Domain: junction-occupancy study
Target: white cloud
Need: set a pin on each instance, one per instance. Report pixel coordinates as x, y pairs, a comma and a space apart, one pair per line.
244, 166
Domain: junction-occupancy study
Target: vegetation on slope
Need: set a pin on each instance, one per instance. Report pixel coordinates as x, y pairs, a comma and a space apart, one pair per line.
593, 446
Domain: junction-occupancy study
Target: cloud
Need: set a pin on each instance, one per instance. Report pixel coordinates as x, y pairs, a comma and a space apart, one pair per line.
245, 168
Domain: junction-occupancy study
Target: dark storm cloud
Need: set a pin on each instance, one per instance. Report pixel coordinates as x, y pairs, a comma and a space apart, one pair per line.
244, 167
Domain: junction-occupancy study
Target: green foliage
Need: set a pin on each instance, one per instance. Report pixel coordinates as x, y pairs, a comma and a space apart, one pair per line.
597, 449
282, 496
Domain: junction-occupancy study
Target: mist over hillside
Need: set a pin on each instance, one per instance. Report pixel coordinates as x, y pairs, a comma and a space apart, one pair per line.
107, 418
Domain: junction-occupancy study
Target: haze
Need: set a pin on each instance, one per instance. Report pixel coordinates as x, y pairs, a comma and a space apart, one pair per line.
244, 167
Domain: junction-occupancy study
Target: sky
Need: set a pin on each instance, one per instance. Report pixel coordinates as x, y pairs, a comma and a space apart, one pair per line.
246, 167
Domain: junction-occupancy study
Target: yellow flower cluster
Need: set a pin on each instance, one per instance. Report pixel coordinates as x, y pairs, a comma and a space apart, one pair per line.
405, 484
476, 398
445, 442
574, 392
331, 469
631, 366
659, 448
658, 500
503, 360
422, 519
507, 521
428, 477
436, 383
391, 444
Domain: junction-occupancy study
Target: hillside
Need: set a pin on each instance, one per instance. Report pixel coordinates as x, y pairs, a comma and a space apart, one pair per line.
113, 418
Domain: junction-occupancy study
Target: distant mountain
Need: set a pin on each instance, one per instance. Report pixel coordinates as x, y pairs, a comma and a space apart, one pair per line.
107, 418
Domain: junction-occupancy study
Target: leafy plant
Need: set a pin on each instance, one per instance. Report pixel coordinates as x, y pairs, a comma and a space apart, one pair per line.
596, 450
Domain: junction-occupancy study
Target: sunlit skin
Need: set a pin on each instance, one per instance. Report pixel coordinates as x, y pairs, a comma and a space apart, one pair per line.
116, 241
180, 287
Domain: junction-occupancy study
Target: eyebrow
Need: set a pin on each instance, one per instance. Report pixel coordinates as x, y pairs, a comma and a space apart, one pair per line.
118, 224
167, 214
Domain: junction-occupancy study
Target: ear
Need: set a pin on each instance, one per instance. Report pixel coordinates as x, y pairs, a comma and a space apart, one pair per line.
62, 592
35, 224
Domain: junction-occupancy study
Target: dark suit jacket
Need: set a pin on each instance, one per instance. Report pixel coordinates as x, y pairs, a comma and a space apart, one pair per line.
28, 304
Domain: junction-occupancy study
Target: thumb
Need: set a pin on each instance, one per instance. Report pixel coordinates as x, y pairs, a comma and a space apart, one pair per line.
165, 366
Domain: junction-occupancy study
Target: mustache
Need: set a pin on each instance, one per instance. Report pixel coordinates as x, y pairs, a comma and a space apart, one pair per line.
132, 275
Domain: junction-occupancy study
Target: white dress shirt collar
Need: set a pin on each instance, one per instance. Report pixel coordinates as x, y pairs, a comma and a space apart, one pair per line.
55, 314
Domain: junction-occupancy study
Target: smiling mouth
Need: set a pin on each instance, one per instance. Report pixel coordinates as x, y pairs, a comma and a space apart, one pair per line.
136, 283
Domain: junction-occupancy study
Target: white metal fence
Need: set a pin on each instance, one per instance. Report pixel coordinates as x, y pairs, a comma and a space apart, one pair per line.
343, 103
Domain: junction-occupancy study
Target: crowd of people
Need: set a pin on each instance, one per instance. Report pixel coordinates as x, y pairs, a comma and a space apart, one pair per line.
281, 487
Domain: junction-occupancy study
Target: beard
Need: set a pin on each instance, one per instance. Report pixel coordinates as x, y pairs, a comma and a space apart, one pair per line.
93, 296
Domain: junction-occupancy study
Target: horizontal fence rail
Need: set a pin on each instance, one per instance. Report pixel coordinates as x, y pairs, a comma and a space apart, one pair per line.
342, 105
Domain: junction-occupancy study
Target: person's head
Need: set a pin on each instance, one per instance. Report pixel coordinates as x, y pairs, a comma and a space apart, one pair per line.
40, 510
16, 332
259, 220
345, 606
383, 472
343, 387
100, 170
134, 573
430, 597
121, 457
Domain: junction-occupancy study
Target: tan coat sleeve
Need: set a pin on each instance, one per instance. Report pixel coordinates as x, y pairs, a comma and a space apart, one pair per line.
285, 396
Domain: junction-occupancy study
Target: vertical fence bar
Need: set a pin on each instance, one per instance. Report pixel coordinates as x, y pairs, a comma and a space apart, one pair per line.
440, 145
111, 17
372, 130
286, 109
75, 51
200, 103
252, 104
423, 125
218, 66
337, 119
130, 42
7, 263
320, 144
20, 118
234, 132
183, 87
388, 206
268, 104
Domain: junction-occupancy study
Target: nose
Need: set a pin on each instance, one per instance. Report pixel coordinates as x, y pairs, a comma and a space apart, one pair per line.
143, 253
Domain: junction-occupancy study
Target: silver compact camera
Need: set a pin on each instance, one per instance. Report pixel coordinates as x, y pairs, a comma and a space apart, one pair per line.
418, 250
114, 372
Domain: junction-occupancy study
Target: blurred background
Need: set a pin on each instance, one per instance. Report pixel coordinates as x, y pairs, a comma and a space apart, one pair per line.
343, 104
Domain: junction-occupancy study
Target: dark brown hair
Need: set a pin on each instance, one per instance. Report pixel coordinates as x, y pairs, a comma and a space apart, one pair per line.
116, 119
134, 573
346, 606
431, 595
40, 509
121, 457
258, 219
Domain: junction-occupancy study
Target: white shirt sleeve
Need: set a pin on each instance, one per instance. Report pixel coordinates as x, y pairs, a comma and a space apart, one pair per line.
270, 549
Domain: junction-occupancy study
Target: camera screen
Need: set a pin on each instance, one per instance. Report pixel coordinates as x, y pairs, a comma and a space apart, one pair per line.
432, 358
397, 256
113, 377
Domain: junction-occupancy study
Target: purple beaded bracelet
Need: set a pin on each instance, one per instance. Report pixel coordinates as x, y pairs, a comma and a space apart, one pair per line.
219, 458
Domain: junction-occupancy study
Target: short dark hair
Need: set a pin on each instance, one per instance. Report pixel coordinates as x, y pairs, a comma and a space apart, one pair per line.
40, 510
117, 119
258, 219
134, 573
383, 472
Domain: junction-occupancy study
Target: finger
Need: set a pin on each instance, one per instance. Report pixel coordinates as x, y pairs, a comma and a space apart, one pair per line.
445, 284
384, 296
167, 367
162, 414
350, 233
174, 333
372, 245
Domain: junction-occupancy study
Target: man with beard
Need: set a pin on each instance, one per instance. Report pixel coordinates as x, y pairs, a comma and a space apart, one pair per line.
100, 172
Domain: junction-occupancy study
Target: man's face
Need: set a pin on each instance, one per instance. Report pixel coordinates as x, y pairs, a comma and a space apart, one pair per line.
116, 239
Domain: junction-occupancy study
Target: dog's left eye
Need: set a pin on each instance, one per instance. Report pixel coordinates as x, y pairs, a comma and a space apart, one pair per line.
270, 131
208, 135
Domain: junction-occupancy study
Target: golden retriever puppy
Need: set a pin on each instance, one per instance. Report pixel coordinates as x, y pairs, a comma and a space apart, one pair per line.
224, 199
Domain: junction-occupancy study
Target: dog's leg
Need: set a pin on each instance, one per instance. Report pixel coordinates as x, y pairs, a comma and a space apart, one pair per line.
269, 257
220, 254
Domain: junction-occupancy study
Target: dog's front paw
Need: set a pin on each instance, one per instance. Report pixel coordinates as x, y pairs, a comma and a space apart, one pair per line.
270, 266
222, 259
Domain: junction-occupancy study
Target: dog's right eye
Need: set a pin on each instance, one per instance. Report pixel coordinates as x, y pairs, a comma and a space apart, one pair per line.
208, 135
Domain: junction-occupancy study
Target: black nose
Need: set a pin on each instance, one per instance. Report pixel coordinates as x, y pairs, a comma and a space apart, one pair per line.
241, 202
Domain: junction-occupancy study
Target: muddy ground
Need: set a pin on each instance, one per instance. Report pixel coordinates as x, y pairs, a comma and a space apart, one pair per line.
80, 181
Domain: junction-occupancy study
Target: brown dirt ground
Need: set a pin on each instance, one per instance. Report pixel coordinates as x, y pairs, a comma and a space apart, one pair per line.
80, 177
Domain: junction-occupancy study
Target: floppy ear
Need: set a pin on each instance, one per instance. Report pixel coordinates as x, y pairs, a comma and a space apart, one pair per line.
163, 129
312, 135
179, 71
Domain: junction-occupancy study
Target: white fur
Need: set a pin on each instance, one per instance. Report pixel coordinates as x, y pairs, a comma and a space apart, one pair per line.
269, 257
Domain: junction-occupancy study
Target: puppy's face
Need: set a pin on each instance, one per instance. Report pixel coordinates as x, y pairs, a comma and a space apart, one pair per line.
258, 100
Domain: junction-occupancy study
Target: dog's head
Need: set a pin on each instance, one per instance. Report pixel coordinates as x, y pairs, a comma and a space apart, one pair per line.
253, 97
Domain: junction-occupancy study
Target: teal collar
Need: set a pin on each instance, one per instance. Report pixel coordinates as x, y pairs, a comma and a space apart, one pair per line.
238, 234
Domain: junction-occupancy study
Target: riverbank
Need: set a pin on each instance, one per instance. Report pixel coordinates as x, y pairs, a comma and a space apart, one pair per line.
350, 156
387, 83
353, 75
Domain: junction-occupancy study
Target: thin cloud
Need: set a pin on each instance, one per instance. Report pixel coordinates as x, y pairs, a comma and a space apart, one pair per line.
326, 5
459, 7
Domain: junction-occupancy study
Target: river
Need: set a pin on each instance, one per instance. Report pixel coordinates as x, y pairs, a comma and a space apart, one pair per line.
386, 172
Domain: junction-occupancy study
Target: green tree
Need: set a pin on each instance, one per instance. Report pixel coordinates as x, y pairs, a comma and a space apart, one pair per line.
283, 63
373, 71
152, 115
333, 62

════════════════════

- Goal -
Gather each line of the records above that contains the word "hillside", and copy those lines in full, in their original order.

- Task result -
Target: mist over hillside
Target: hillside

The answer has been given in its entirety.